=== RECORDS SHOWN ===

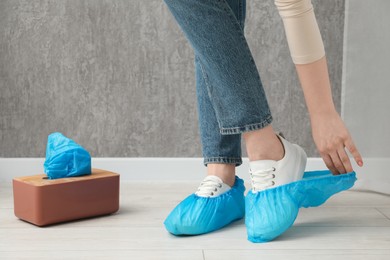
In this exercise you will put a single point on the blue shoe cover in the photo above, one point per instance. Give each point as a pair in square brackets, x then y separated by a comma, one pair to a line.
[65, 158]
[197, 215]
[271, 212]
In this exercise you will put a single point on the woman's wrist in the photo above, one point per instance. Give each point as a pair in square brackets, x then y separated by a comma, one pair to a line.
[321, 112]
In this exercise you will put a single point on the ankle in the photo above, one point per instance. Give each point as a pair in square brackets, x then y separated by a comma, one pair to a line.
[263, 144]
[224, 171]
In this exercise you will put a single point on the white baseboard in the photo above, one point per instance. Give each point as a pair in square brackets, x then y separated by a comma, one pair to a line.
[374, 176]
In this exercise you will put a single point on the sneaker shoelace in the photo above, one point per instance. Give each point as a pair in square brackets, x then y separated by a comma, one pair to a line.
[262, 179]
[208, 187]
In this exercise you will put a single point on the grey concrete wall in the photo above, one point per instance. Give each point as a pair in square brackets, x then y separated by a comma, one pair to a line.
[118, 76]
[366, 85]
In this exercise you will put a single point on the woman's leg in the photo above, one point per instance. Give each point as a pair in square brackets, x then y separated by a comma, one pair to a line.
[222, 153]
[231, 98]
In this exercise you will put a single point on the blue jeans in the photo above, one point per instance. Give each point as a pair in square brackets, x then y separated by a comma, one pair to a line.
[230, 95]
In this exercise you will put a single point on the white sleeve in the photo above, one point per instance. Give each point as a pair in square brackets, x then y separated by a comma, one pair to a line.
[302, 32]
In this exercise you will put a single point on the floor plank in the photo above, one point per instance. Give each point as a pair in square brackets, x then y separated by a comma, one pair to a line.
[106, 254]
[297, 254]
[350, 225]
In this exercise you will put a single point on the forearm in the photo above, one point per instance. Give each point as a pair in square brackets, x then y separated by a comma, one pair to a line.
[314, 79]
[308, 53]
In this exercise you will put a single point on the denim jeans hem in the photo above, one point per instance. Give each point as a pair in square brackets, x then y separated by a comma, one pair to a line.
[246, 128]
[232, 160]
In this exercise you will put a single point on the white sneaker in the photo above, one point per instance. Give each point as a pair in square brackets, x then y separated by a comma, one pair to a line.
[212, 186]
[269, 173]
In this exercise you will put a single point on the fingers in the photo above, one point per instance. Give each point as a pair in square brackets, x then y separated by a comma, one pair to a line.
[337, 162]
[329, 163]
[345, 160]
[354, 151]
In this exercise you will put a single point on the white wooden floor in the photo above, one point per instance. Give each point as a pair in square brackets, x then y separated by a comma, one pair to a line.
[350, 225]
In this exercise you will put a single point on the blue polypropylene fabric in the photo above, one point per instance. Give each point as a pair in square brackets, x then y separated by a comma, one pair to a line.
[65, 158]
[271, 212]
[197, 215]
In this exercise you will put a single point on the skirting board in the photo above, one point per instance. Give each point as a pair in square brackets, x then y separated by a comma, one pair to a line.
[374, 176]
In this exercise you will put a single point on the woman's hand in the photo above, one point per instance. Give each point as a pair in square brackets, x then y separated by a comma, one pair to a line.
[331, 138]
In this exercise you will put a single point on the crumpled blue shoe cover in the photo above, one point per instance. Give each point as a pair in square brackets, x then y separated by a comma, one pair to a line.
[197, 215]
[65, 158]
[271, 212]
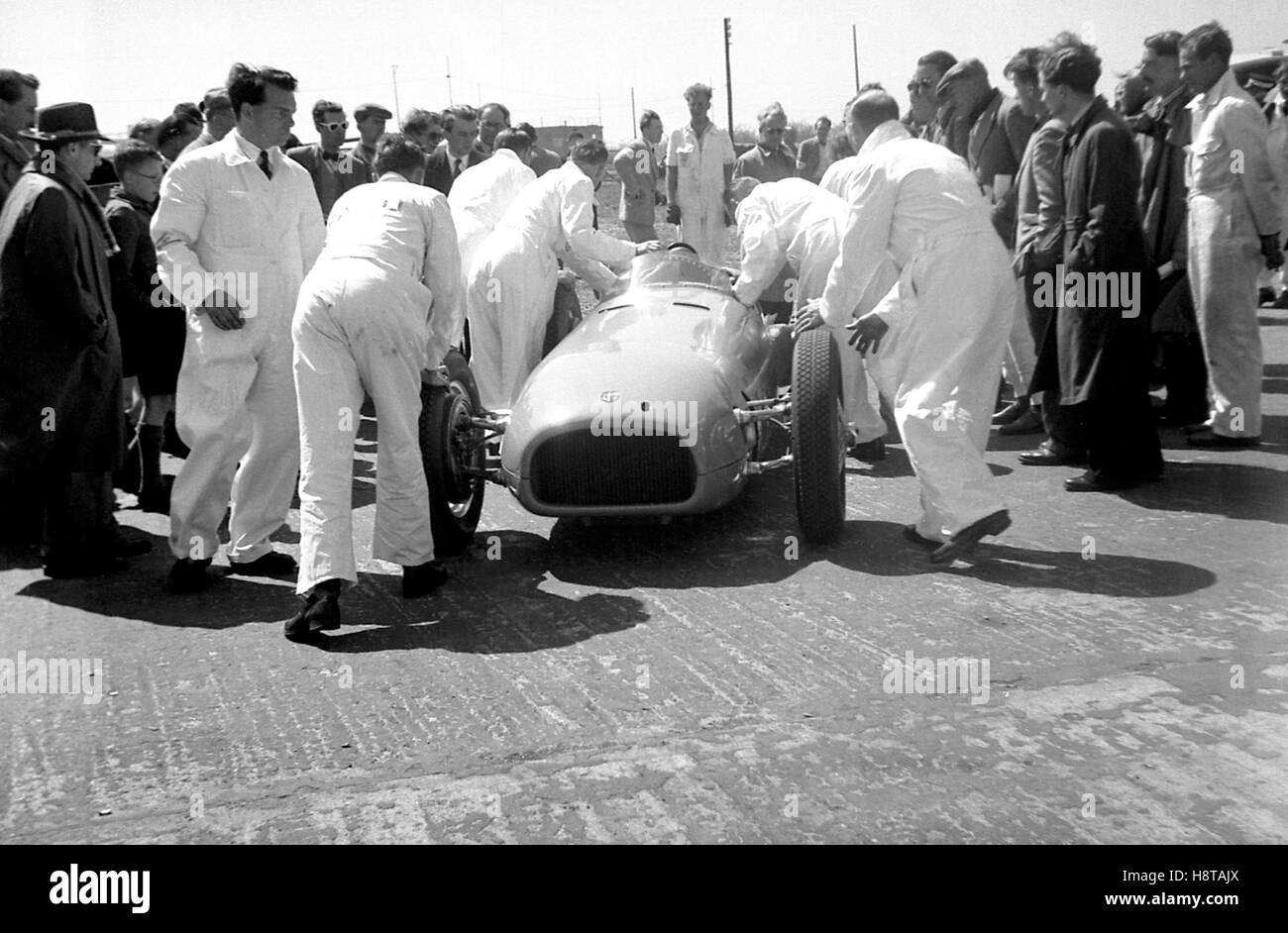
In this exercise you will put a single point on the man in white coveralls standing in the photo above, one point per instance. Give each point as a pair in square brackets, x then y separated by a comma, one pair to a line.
[380, 305]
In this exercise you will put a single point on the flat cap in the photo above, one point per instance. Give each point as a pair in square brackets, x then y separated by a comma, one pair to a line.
[967, 67]
[372, 111]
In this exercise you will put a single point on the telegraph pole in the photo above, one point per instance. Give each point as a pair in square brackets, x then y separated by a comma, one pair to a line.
[397, 108]
[854, 35]
[728, 75]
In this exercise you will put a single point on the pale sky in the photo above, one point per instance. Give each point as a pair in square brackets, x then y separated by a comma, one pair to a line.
[562, 60]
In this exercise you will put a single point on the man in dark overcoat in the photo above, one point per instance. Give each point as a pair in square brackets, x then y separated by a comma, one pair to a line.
[1107, 287]
[60, 416]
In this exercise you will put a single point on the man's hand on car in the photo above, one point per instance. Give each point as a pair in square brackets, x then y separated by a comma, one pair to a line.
[223, 310]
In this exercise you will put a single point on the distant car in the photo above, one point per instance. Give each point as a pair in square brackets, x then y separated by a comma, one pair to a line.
[706, 382]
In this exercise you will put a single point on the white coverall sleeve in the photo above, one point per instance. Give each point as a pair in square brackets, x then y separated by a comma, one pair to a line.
[763, 257]
[1245, 132]
[312, 228]
[578, 222]
[864, 245]
[589, 270]
[442, 277]
[175, 228]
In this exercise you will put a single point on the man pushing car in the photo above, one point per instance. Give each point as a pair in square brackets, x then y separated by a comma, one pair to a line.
[797, 223]
[378, 306]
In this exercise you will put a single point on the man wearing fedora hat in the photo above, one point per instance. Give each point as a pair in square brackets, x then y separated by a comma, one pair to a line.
[236, 229]
[60, 416]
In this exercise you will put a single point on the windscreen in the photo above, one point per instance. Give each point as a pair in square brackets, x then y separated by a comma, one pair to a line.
[668, 269]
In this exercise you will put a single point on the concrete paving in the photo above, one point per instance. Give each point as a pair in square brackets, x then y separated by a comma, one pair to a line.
[699, 680]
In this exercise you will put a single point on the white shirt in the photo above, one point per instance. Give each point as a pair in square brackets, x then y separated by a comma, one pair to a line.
[406, 228]
[557, 209]
[487, 189]
[699, 163]
[218, 214]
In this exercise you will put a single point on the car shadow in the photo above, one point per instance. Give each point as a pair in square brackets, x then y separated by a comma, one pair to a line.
[1274, 438]
[489, 606]
[138, 592]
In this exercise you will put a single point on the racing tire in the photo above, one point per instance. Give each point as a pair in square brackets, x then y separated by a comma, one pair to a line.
[446, 434]
[818, 438]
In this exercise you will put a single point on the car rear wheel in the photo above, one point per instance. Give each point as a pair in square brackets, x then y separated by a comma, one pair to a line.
[818, 437]
[449, 448]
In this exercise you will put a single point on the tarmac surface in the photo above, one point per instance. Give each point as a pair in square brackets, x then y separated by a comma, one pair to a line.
[699, 680]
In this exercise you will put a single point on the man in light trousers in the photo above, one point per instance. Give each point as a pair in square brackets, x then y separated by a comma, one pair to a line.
[939, 334]
[236, 229]
[380, 306]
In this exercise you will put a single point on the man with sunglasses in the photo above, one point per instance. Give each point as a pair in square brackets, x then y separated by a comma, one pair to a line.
[492, 119]
[333, 171]
[424, 128]
[218, 112]
[926, 120]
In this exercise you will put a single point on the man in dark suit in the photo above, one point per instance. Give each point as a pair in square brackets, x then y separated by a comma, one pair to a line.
[1102, 332]
[462, 129]
[60, 416]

===

WORK TO COMPLETE: Copy every record above exactly, leaving out any pictures.

OUTPUT FOR THIS EXERCISE:
In this exercise you will put a single point on the blue shoe cover in the photo above, one point per instance. Give each point as a pair in square brackets, x then y separated by a comma, one pair to a line.
[65, 158]
[197, 215]
[271, 212]
In this exercise you will put a single point on the woman's wrist in the photo above, one point per instance. Give each point as a pair in square brackets, x then y separated by a comma, one pair to a line.
[321, 112]
In this exercise you will put a single point on the ankle in the photo above, one point per instance. Give each point as a pair in square brackets, x then y separated by a comma, one pair to a line.
[263, 144]
[224, 171]
In this exercise you will put a single point on the white baseboard in the photo above, one point per instance. Give each point as a pair in square brackets, x then y separated by a comma, one pair to a line.
[374, 176]
In this exercise you will put a single point on the sneaker shoelace in the photo above, one point per instance. Give each point as a pair in square brackets, x then y separated by a comma, one pair to a line.
[262, 179]
[208, 187]
In this exercise you will put a single point on the grey concrete wall in the photo above, one point per instance. Give each point as a pair in square brackets, x then y separated by a comma, one pair to a line.
[118, 76]
[366, 85]
In this exercise you will put a single point on the woman's leg in the photo above, one point per instance. Give each point as a pair in square brackets, x then y separated by a comma, one pair to a line.
[222, 153]
[231, 98]
In this exercise you will put a single point on the blue jeans in the photo above, one point per instance. Give each point as a pair in square brackets, x then y separated by a comma, one pair to a line.
[230, 95]
In this exercise you will put a single point on the white sleeve in the photo above, one point per instance. Give each point as a pair in square brackets, x then y separated by a comma, one pair to a line.
[302, 32]
In this exercise you will put a single point on the floor plank in the photo above, one point per instance. Give each point as a pair in square brackets, x then y separated by a comma, one pair to a line.
[106, 254]
[297, 254]
[350, 225]
In this exercise you will put a single point on the forearm in the photo above, one point per instance. Give each point as a pair in square brackets, x then y separated by a comma, one pair to a line.
[314, 79]
[308, 53]
In this exercise you will put a single point on the denim jeans hem in the photo above, one point per instance. Give each point as a pair in square brackets, x then y separated by a comma, one pair to a line.
[246, 128]
[232, 160]
In this exercise you will put a single point on the white sneaker in the photo above, one point per instance. Give each point as a pair in square brackets, x then y separated by a comma, one pair to a line.
[212, 186]
[269, 173]
In this exercise you will put a single point on the fingers in the photo above, one point per instance. Give each point as a pair in square brackets, x then y separated by a comma, one pair to a line.
[337, 162]
[329, 163]
[345, 160]
[354, 151]
In this exercise you will put a single point on the white wooden floor in the photo above, one point per instance. Give each point as a pair in square brackets, x then y separated by a comma, one pair to a line.
[350, 225]
In this exercise you will put a single point on the blue polypropylene fabric in the photo above, one point per instance. Give each point as a pair in square brackets, x then y separated by a comma, one pair to a line.
[65, 158]
[271, 212]
[197, 215]
In this exercise you will put a single point on the skirting board in the photo above, one point per instance. Give each point as a pair in square brackets, x then y separated by a comma, one pair to a line.
[374, 176]
In this exercise you will put a single point on the woman's hand in the photo above, one point per instance. Give each point as a pair in square brackets, x then y separated by a comma, one pair to a line.
[331, 138]
In this exercise you will put a single point on the crumpled blue shoe cover in the photo above, one point per instance. Give each point as a pair in square brackets, x then y separated by a comma, one pair to a line.
[197, 215]
[65, 158]
[271, 212]
In this exercise you will put a single point on the man in white coveralls standing in the photo above, one point per instance. Give each point as a pair in square brackets, x then y separated by a comma, one pair to a line.
[380, 305]
In this exercise you will put a single point on the flat cap in the photo above, one point per instance. Give each point as a pair in square brackets, x then y separated by a comma, one pair to a line.
[967, 67]
[372, 111]
In this exercise you will put a single point on the telegraph pole in the photo above, one point per instance. Give each point as a pair in square brackets, x then y separated by a comma, one pair to a line.
[397, 108]
[854, 35]
[728, 75]
In this exercise you will put a single point on the pale sky in the photo above, one point per instance. Give each point as a pair in square brackets, x then y separated by a comma, one pair to a line.
[562, 60]
In this exercise you will put a single point on the man in dark overcoat in the photo above, one point per instance. Give each point as a pair in square brackets, x then y separated by a comma, one pair to a line.
[1107, 287]
[60, 416]
In this exercise you will put a single point on the man's hand on car in the photo above, one point per instance. Give each point as a pair in square brackets, x then y separated by a comma, one pair to a line.
[223, 310]
In this exercise you will put a single point on the distant car in the photo above, one point per instance. Give each point as a pair in square brackets, x then y separated by a comma, one pair to a line.
[706, 382]
In this exercise you will put a single point on the white coverall sleeve in the photo above, one point per instance. Give each point as a pair in square brackets, x then y separated by a comma, one pair to a line.
[763, 257]
[1245, 132]
[312, 228]
[578, 222]
[864, 245]
[589, 270]
[442, 277]
[175, 228]
In this exercise you will put a single point on the man pushing car in the photo above, one point per instance. Give each point as a pair in square brackets, x then y separated by a comma, one pair to a line.
[797, 223]
[378, 306]
In this exercise you will put a single point on the man wearing fedora hat in the photo above, one point per instance. Give each point as a pair in square brackets, x then y separated by a comma, one pair to a line.
[236, 229]
[60, 416]
In this exercise you will put a single point on the windscreen in the photo above, one point per instance. Give each point as a pair in square brackets, x then y separated by a comma, one pair to a line.
[668, 269]
In this exercise you will put a single point on the concrete paving in the photo above, one point per instance. Give each point as a pair in square brackets, x then y separated by a comma, one pair to a line.
[699, 680]
In this exercise you will put a single point on the white shirt in the photo above, one point per instance. Give each point as a pair in square brackets, x then y separated by a comma, one pair to a line.
[406, 228]
[557, 209]
[487, 189]
[699, 163]
[218, 214]
In this exercise you will put a single point on the car shadow in the photo above, one point per instance. Give each point as a pair in square brackets, x then y separated by a comma, one pair to a line.
[1274, 438]
[489, 606]
[138, 592]
In this exercise you will put a single point on the racing tire in the photo above, one point per instance. Give each point as a pair in square brackets, x then y separated by a comma, one pair to a line.
[446, 434]
[818, 438]
In this exercise you will put a single point on the car rear wheel in the photo above, one point per instance. Give each point as a pair in square brackets, x then y separated by a comma, one pair to a line.
[818, 437]
[449, 448]
In this exercise you will put a single point on the tarmac surface in the photo above, one point per instance. Give each point as a pair in square brackets, x then y separated by a comma, one pair to a line.
[699, 680]
In this exercise you will put a single point on the man in light trousers in the photo above, one point per instance. Give each point as a pair in square brackets, x then y separated by a comma, one pair to a line.
[939, 334]
[236, 229]
[380, 306]
In this exercise you will put a single point on the man with sunglasses in the photo above, one point per instance. Give each point as a pair in square brackets, x then y separated by a comma, one pair to a line.
[492, 119]
[333, 171]
[424, 128]
[218, 112]
[926, 120]
In this exercise you will put a single point on the man in dark suit in the photo above, one point per instance. Give each point as a pair in square brackets, x then y separated by a comma, one pair to a line.
[1102, 332]
[462, 129]
[60, 416]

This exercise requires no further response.